■ **Exercise directions**: A picture-free, exact copy of all the records below is the goal.

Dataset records

━━━━━━━━━━━━━━━━━━━━━━━━━━━━━━

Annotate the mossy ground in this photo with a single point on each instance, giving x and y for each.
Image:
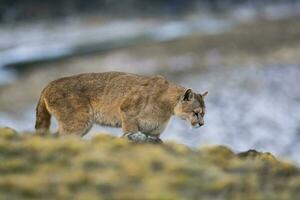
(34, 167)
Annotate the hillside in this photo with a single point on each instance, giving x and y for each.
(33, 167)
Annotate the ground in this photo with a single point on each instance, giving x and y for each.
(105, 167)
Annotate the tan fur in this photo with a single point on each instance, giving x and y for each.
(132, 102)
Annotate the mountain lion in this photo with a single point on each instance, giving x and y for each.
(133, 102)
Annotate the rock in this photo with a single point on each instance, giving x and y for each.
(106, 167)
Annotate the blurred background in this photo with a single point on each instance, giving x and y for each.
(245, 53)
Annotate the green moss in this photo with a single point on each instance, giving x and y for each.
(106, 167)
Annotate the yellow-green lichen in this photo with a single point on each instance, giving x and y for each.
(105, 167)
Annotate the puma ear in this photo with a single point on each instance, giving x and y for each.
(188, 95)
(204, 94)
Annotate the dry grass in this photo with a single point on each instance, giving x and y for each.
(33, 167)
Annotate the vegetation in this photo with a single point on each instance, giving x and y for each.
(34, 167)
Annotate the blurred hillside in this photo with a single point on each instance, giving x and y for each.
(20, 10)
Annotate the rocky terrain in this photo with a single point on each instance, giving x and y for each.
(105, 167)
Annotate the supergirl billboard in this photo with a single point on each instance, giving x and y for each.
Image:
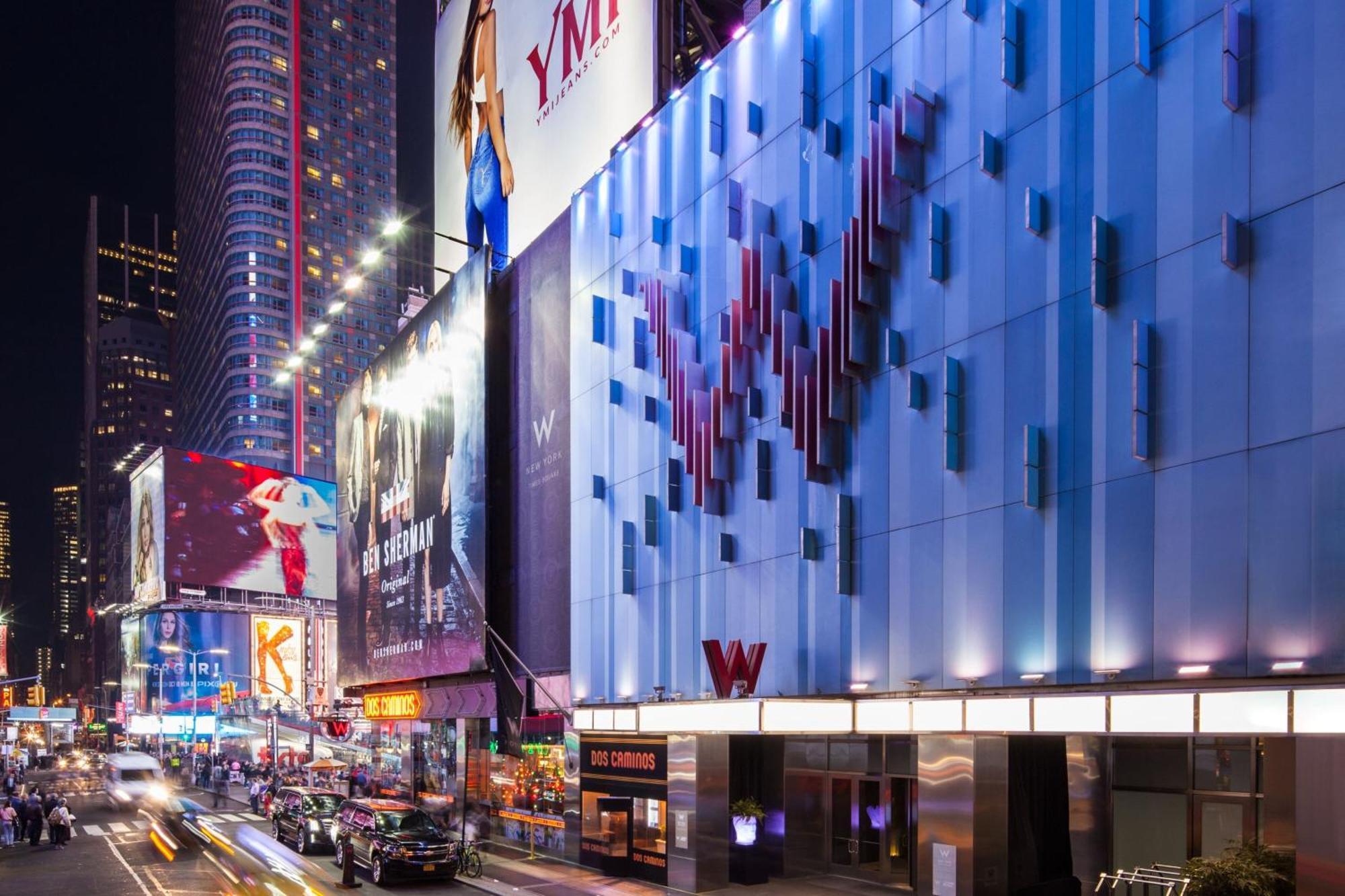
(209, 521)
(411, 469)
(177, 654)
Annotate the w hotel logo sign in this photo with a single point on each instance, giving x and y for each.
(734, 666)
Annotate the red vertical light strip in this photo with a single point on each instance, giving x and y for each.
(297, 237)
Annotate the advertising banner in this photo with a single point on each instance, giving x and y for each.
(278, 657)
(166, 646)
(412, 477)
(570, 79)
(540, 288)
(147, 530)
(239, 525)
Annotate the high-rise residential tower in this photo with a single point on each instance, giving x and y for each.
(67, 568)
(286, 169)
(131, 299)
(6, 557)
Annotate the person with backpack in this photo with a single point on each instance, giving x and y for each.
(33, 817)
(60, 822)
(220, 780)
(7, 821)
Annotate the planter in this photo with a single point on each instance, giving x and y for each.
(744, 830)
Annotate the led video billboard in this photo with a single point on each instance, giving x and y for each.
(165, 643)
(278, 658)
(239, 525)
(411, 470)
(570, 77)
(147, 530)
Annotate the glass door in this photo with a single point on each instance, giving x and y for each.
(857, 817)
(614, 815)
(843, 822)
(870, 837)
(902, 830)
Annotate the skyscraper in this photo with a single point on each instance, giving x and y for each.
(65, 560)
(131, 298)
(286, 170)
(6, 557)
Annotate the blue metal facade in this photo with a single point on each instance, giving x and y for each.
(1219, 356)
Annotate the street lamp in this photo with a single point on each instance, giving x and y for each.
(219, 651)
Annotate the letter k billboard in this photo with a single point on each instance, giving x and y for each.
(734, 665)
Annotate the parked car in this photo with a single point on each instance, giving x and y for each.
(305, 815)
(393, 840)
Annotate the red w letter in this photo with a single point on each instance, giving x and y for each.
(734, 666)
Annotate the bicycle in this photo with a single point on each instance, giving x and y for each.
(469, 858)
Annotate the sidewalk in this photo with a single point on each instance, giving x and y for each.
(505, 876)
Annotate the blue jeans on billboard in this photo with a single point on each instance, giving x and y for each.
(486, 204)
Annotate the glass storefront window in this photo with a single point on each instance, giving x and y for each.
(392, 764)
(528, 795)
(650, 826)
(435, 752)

━━━━━━━━━━━━━━━━━━━━━━━━━━━━━━

■ **Exercise output**:
Annotate the mossy ground in this photo with a single point on each instance, giving x and y for each.
Image:
(34, 167)
Annotate the hillside in this photo with a single point on each instance, giving x and y for each.
(33, 167)
Annotate the ground in this photo with a single point on each instance, giving x and y for each.
(105, 167)
Annotate the tan fur in this photo with a single point on each instance, giving x and y for each.
(132, 102)
Annotate the mountain lion in this photo with a single point on each instance, giving x and y for each.
(133, 102)
Annotate the rock in this photo with a single point on each instance, giving x and y for each.
(106, 167)
Annotate the blurred background in this photo with a single point on each instance, giving x and y for each.
(245, 53)
Annotate the green moss in this photo with a single point on each instance, giving x and y for each.
(106, 167)
Annotate the yellow-green lichen in this photo with a single point on each instance, giving x and y for each.
(105, 167)
Annotate the puma ear in this photo with a single point on each instance, giving x and y for each.
(188, 95)
(204, 94)
Annotate the dry grass in this photo with a single point on each instance, giving x and y for each.
(33, 167)
Annotate the vegetation in this photo with a single point on each instance, giving x and y for each.
(34, 167)
Annotate the blurred hillside in this photo with a single point on each instance, giving x and y for each.
(20, 10)
Annotate the rocky terrain in this photo with a single point on each instance, giving x and y for each.
(105, 167)
Annotate the supergirl billboard in this photo with a single point on each instance, giving x and y for each.
Image:
(209, 521)
(411, 469)
(177, 654)
Annotate the w hotel logo sign in this photo with a single point on each instance, giving x and y for each.
(734, 666)
Annotate the red vertical light strip in this photo with a single point on each instance, giving x and y for each.
(297, 237)
Annotate the advertising banner in this photo with a single point on each instance, giving x and y for each.
(278, 657)
(166, 646)
(412, 477)
(570, 79)
(540, 288)
(147, 530)
(239, 525)
Annotate the high-rise residential tower in this photo with a single point on each instance, giving x and y for each.
(67, 568)
(286, 169)
(131, 299)
(6, 557)
Annotate the person with backpack in this photo with a single point on each instance, giving x and y for each.
(33, 817)
(60, 822)
(220, 780)
(7, 821)
Annotate the planter in this photo with a single point on each instance, giving x and y for each.
(744, 830)
Annotate the led video billboard in this photo with a single point on each instance, giving x and y for each.
(165, 643)
(278, 658)
(239, 525)
(411, 470)
(570, 77)
(147, 530)
Annotate the glass door in this photo with a single point on each instance, giving x and y for each.
(857, 817)
(614, 815)
(843, 822)
(870, 837)
(902, 830)
Annotate the skyscraper in this photo with a single point on each instance, giving x and y for each.
(65, 560)
(131, 298)
(286, 170)
(6, 557)
Annotate the blue metal facade in this photo with a single point on each instance, giving x and y for each.
(1219, 356)
Annotate the street lamp in this photo with a single point on each instance, giving x and y for each.
(219, 651)
Annotate the letter k billboard in this photo with a single point on each instance, giving x and y for each.
(734, 665)
Annotate the parked car in this photo with a single point on each instance, giving x and y for each.
(305, 815)
(393, 840)
Annotate the red w letter in this photo with a single point on each instance, giving x and y for each.
(734, 666)
Annotate the bicycle in this photo with a single point on each instance, giving x and y for each.
(469, 858)
Annotate the sidewalk in this photo with a single point on each instance, giving x and y for each.
(505, 876)
Annotate the blue jeans on billboard in this photo with a single point on each instance, giving x and y for each.
(486, 204)
Annotate the glass storefront window in this photo with a single point on each instance, giving x and y for each.
(392, 764)
(528, 795)
(650, 826)
(435, 752)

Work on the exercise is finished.